Plaintiff's argument assumes that there will be situations
in which the City of Hometown either will refuse to seek a
warrant, presumably in bad faith and contrary to the letter
and spirit of the ordinance, or will be unable to procure one,
and that in such circumstance the city will force a property
owner or tenant to consent to a warrantless search on the
threat of substantial penalty. This speculation and conjecture
as to possible future events is inappropriate at this time,
however, in light of the facial validity of the Hometown
ordinance as discussed above.
In order to present a justiciable case or controversy ripe
for judicial decision, there must be "a real, substantial
controversy between parties having adverse legal interests, a
dispute definite and concrete, not hypothetical or abstract."
Babbitt v. United Farm Workers National Union, 442 U.S. 289,
298, 99 S.Ct. 2301, 60 L.Ed.2d 895 (1978). The Supreme Court
itself has noted that "[t]he difference between an abstract
question and a `case or controversy' is one of degree, of
course, and is not discernible by any precise test." Id., 442
U.S. at 297, 99 S.Ct. at 2308. At the core of the
justiciability issue, however, is the ripeness of a particular
question for decision, and it is clear that a court should
exercise discretion when "the tendered case involves uncertain
and contingent future events that may not occur as anticipated,
or indeed may not occur at all." Wright, Miller & Cooper,
Federal Practice and Procedure, § 3532 at 238 (Cumm.Supp.
Speculation about the possibility of future unconstitutional
acts of officials under a statute is insufficient to create a
ripe case or controversy. In Boyle v. Landry, 401 U.S. 77, 91
S.Ct. 758, 27 L.Ed.2d 696 (1971), the Court refused to enjoin
enforcement of a criminal statute that had never been used or
asserted against the plaintiffs in the manner that they feared.
The Court noted that the mere possibility of future bad faith
prosecutions under the statute was insufficient to state a
justiciable claim. Further, there was nothing to indicate, as
in the case at bar, that the plaintiffs were in danger of
suffering irreparable injury if the state was left free to
prosecute under the statute in the normal manner. Similarly, in
Goodman v. Parwatikar, 570 F.2d 801 (8th Cir. 1978), the
plaintiff complained about the possibility of future arbitrary
and uncontrolled official use of discretion under a state
statute authorizing the discharge of voluntarily committed
mental patients. The court held that it did not need to reach
the question of the constitutionality of the statute since the
patient in question had not been discharged under the statute
and there were no plans to do so in the future. The court
concluded, "[t]hus, we are not presented with a factual
situation in which the validity of the statute is actually
involved in an adversarial context." 570 F.2d at 805-06.
In the same vein, the possibility that circumstances will
arise in the future, as postulated by the plaintiff herein, in
which residents of the City of Hometown will be forced to
consent to inspections against their will because the city
either refuses to seek a warrant or is unable to procure one
under the relatively liberal standards set down in the
ordinance consistent with Camara, does not state a case or
controversy ripe for judicial determination.

__Task__.
Please copy the ripeness excerpt from "Plaintiff's argument assumes" to "as discussed above.", changing "ordinance" to "bylaw".

__Excerpted data__.
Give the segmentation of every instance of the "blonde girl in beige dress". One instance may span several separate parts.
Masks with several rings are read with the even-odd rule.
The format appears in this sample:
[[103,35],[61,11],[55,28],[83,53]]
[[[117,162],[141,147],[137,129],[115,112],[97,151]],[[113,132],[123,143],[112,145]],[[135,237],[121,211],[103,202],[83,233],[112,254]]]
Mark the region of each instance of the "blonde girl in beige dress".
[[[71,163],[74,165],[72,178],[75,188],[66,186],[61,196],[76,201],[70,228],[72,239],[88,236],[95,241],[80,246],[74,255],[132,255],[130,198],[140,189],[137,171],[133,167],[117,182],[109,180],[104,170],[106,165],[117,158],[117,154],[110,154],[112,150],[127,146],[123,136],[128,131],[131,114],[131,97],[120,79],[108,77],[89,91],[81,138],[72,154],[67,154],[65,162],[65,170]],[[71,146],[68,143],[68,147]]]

__Written response__.
Plaintiff's argument assumes that there will be situations
in which the City of Hometown either will refuse to seek a
warrant, presumably in bad faith and contrary to the letter
and spirit of the bylaw, or will be unable to procure one,
and that in such circumstance the city will force a property
owner or tenant to consent to a warrantless search on the
threat of substantial penalty. This speculation and conjecture
as to possible future events is inappropriate at this time,
however, in light of the facial validity of the Hometown
bylaw as discussed above.